> [GOAL OF THE EXERCISE]: Write out all of the lines below, exactly and completely.

> [Pointing and labeling entries]:
● ● ● ● ● ● ●

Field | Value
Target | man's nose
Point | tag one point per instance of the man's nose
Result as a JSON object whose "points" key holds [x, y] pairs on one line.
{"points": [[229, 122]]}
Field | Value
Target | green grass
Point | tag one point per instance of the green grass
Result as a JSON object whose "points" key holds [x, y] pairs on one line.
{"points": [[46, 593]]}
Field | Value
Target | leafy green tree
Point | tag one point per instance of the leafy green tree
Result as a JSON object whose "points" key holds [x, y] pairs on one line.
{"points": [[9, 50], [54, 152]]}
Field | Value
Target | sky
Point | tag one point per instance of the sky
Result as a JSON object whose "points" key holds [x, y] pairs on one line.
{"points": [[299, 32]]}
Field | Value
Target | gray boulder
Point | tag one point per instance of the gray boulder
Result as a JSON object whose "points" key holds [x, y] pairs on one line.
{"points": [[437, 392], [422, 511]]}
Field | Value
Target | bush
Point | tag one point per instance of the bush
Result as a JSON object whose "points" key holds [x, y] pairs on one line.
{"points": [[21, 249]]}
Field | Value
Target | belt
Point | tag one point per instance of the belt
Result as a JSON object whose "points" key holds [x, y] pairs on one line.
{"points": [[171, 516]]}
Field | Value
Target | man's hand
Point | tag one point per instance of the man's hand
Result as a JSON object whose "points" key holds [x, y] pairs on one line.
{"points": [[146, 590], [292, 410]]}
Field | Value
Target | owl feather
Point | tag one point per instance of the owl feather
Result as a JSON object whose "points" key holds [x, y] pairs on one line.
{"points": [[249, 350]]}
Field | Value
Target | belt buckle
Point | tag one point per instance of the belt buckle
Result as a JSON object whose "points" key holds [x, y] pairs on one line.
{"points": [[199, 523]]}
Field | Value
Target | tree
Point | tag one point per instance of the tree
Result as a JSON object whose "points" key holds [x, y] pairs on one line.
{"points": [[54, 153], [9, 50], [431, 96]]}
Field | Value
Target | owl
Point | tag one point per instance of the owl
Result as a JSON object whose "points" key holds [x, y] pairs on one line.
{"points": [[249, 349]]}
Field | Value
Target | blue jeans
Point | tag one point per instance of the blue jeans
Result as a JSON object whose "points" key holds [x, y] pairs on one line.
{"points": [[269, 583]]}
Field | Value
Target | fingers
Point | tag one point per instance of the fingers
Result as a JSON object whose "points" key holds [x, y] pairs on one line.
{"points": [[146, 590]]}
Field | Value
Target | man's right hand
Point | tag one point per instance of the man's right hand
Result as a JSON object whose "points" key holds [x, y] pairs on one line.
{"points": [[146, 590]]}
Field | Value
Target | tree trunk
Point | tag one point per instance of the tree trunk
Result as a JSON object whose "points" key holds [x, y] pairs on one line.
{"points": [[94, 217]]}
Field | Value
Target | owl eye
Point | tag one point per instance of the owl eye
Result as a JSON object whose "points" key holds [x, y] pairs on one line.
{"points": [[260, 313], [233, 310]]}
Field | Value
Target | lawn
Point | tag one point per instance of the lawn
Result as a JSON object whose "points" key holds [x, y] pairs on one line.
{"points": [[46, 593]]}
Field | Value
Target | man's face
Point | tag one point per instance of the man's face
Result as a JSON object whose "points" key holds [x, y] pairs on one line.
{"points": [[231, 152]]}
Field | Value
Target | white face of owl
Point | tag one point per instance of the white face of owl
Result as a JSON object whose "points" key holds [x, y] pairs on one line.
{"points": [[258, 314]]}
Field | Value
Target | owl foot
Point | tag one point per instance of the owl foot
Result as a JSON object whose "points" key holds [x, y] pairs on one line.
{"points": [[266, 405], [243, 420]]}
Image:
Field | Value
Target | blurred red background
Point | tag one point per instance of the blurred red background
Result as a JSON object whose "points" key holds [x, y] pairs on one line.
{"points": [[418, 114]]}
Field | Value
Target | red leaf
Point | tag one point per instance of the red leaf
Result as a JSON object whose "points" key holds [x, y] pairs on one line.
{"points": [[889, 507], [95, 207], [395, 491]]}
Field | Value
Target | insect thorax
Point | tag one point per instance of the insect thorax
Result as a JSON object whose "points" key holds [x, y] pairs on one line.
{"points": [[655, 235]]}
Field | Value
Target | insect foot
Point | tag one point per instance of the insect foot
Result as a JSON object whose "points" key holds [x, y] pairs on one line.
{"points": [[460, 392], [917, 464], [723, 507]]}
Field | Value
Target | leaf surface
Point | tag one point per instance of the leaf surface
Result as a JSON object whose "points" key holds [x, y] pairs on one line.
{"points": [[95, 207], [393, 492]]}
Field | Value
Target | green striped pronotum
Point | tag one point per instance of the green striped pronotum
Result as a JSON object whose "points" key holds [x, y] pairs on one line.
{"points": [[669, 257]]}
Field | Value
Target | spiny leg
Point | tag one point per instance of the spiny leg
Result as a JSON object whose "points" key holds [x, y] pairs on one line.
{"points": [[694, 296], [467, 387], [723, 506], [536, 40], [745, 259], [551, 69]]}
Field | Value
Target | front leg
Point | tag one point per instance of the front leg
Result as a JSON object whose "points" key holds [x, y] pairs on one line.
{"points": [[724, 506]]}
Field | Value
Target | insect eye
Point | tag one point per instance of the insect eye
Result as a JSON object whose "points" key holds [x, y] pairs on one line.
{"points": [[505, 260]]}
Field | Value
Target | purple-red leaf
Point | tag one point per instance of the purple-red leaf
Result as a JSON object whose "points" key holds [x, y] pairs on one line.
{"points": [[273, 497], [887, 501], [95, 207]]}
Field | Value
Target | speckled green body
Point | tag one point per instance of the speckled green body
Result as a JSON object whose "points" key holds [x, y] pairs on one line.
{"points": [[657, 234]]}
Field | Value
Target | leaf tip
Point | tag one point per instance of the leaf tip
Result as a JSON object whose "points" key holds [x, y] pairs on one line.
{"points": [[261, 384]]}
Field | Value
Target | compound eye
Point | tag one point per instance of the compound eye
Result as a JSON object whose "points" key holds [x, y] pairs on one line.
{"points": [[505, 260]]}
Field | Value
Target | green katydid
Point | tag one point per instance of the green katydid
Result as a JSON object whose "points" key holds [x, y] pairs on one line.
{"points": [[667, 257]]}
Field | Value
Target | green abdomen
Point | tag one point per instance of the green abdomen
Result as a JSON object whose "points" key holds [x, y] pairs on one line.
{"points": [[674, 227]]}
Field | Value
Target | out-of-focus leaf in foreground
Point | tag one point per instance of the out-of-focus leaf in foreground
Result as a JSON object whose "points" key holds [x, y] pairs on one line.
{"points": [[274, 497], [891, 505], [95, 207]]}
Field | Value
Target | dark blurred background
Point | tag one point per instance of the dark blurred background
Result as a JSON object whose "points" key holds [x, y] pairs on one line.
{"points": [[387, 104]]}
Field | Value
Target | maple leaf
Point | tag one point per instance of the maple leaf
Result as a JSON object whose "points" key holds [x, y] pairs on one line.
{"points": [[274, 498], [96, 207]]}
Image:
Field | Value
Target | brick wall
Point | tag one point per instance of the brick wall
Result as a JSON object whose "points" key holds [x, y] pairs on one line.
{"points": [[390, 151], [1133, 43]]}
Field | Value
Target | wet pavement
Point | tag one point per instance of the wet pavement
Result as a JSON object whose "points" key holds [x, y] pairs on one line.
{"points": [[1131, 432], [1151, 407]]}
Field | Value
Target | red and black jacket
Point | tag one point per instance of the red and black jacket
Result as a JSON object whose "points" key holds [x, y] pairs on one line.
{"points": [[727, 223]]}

● ● ● ● ● ● ●

> [COMPLETED EXERCISE]:
Field | Value
Target | man's nose
Point | tag one point per instance of the man's nose
Result as a JSON object whose "points" key holds [x, y] pairs on one line.
{"points": [[229, 122]]}
Field | Value
Target | green grass
Point | tag one point per instance of the green grass
Result as a JSON object whose "points" key holds [x, y] pairs on one line.
{"points": [[46, 593]]}
Field | Value
Target | leafy green tree
Point | tag one point per instance of the leafy green tree
Result as a JSON object whose "points" key holds [x, y] pairs on one line.
{"points": [[9, 50], [54, 152]]}
Field | Value
Target | sky
Point | tag one point per instance of the sky
Result as a JSON object whose "points" key holds [x, y] pairs on one line.
{"points": [[299, 32]]}
Field | Value
Target | gray boulder
Point | tag one point per instance of the gray boulder
Result as a JSON object whose "points" key holds [x, y] pairs on one line.
{"points": [[437, 392], [422, 511]]}
Field | Value
Target | bush
Point | tag one point per instance of the bush
Result as a JSON object whose "points" key holds [x, y] pairs on one line.
{"points": [[21, 249]]}
Field | Value
Target | belt
Point | tag one point per instance of the belt
Result as a JSON object whose "points" key holds [x, y] pairs on one line.
{"points": [[171, 516]]}
Field | Value
Target | man's hand
Point | tag one point per instance of the man's hand
Result as a JSON object whose "points" key holds [x, y] pairs on one line.
{"points": [[146, 590], [292, 410]]}
Field | Value
Target | owl feather
Point | tag one point per instance of the owl feather
Result as a JSON object whose "points" key holds [x, y] pairs on one line.
{"points": [[249, 350]]}
Field | Value
Target | belt buckle
Point | tag one point per instance of the belt buckle
Result as a JSON object whose "points" key holds [x, y] pairs on one line.
{"points": [[199, 523]]}
Field | Value
Target | tree
Point | tag one point per instance of the tree
Result as a JSON object whose "points" key holds [x, y] pairs on one line.
{"points": [[54, 153], [9, 50], [431, 96]]}
Field | Value
Target | owl
Point | tag one point per instance of the owl
Result as a JSON object whose "points" key holds [x, y] pairs on one line.
{"points": [[249, 349]]}
Field | Value
Target | blue jeans
Point | tag one point per instance of the blue jeans
Result as a JSON object whose "points" key holds [x, y] pairs on one line.
{"points": [[269, 583]]}
Field | Value
Target | fingers
Point | tag one point per instance of the fingers
Result as a JSON object whose "points" key holds [x, y] pairs on one line.
{"points": [[146, 590]]}
Field | Value
Target | man's right hand
Point | tag one point per instance of the man's right hand
Result as a JSON object whose "points" key holds [x, y] pairs on one line.
{"points": [[146, 590]]}
Field | Value
Target | tree trunk
Point | tag one point per instance of the tree trunk
Result as a JSON object whose "points" key holds [x, y] pairs on one line.
{"points": [[94, 217]]}
Field | Value
Target | owl eye
Point | tag one point per instance of the owl eye
Result as a JSON object whose "points" key holds [x, y] pairs on one line.
{"points": [[260, 313], [233, 310]]}
Field | Value
Target | lawn
Point | tag one point per instance of the lawn
Result as a JSON object whose "points" key holds [x, y] pairs on one line.
{"points": [[46, 593]]}
Field | Value
Target | man's face
Point | tag one point per instance of the man's face
Result as a JSON object whose "points" key holds [x, y] pairs on one line.
{"points": [[231, 152]]}
Field | Value
Target | white face of owl
Point | tag one point per instance of the white face of owl
Result as a JSON object whose "points" key holds [x, y] pairs on one line.
{"points": [[258, 314]]}
Field | Value
Target | owl foot
Point | tag one point per instance of the owl foot
Result as a JSON object whose "points" key holds [x, y] pairs on one line.
{"points": [[266, 405], [243, 420]]}
Image:
Field | Value
Target | blurred red background
Point | tag one point per instance of the blurred red background
Result as a JSON object whose "points" key holds [x, y] pairs on one line.
{"points": [[418, 114]]}
Field | Value
Target | red leaf
Point | tag one point per instance of the red leaf
Result as a JSON object whose "points" key holds [x, y] pairs on one line.
{"points": [[889, 507], [95, 207], [395, 491]]}
Field | Value
Target | insect thorax
Point | tag one point per instance of the insect thorax
Result as a JSON object whose "points" key holds [x, y] pairs on one line.
{"points": [[655, 235]]}
Field | Value
Target | insect foot
Point | tag one point per instance of the insect foot
Result as a JSON object whose "points" key holds [x, y] pairs on one line.
{"points": [[460, 392], [917, 464], [723, 507]]}
Field | Value
Target | leaf surface
Point | tag one point per instance of the leaf surface
Result as a JSON object whose "points" key holds [x, y] pairs on one line.
{"points": [[95, 207], [393, 492]]}
Field | Value
Target | green striped pronotum
Point | tag one point per instance of the green striped pronotum
Result as a JSON object whose "points" key holds [x, y] pairs on one line.
{"points": [[669, 257]]}
Field | Value
Target | spiny leg
Point | tag one point per instance of the spiny leg
Result as a JSON object whose "points" key holds [x, y] pairs on one line.
{"points": [[694, 296], [467, 387], [723, 506], [536, 40], [745, 259], [551, 69]]}
Field | Value
Target | front leg
Point | tag one point per instance of the front leg
Result as a JSON object whose "points" key holds [x, y] pairs on one line.
{"points": [[724, 506]]}
Field | Value
Target | insect eye
Point | tag one point per instance of the insect eye
Result as a JSON object whose "points" key holds [x, y] pairs on one line.
{"points": [[505, 260]]}
Field | Value
Target | purple-red leaf
Point | tag one point per instance of the purple-red leaf
Result as a JSON object whose "points" key holds [x, y] pairs on one line.
{"points": [[273, 497], [887, 501], [95, 207]]}
Field | Value
Target | speckled green body
Point | tag one point per instance of the speckled green body
Result as a JSON object whose "points" key holds [x, y] pairs on one line.
{"points": [[657, 234]]}
Field | Value
Target | leaf tip
Point | tag one point per instance of the leaf tip
Result as a JSON object whose "points" key holds [x, y] pairs on one line.
{"points": [[261, 384]]}
Field | Value
Target | compound eye
Point | tag one point per instance of the compound eye
Result as a JSON object whose "points" key holds [x, y] pairs on one line.
{"points": [[505, 260]]}
Field | Value
Target | green katydid
Point | tag one point per instance of the green katydid
Result as a JSON object whose "points" key holds [x, y] pairs on one line.
{"points": [[667, 257]]}
Field | Value
Target | green abdomen
Point | tag one point per instance of the green abdomen
Result as a JSON object whose "points" key holds [x, y] pairs on one line.
{"points": [[674, 227]]}
Field | Value
Target | out-of-focus leaf in foreground
Point | tag one point per instance of the out-of-focus leaf in foreground
Result as a JSON object whose "points" key holds [x, y] pairs on one line.
{"points": [[274, 497], [891, 505], [95, 207]]}
Field | Value
Target | dark blurred background
Point | tag one point per instance of the dark blurred background
Result as a JSON object whose "points" key holds [x, y] pairs on one line.
{"points": [[387, 104]]}
Field | Value
Target | maple leaf
Point | tag one point per instance of the maple leaf
Result as a JSON object whose "points" key holds [x, y] pairs on one line.
{"points": [[274, 498], [96, 207]]}
Image:
Field | Value
Target | brick wall
Point | tag one point per instance of the brick wall
Result as a JSON object whose "points" key holds [x, y] pairs on one line.
{"points": [[390, 151], [1133, 43]]}
Field | Value
Target | wet pavement
Point | tag one point per instance of the wet pavement
Result as a JSON object whose "points" key holds [x, y] pairs on one line.
{"points": [[1131, 432], [1151, 407]]}
Field | Value
Target | red and black jacket
Point | tag one point per instance of the red and black jacket
Result as a JSON object whose "points" key holds [x, y] pairs on one line.
{"points": [[727, 223]]}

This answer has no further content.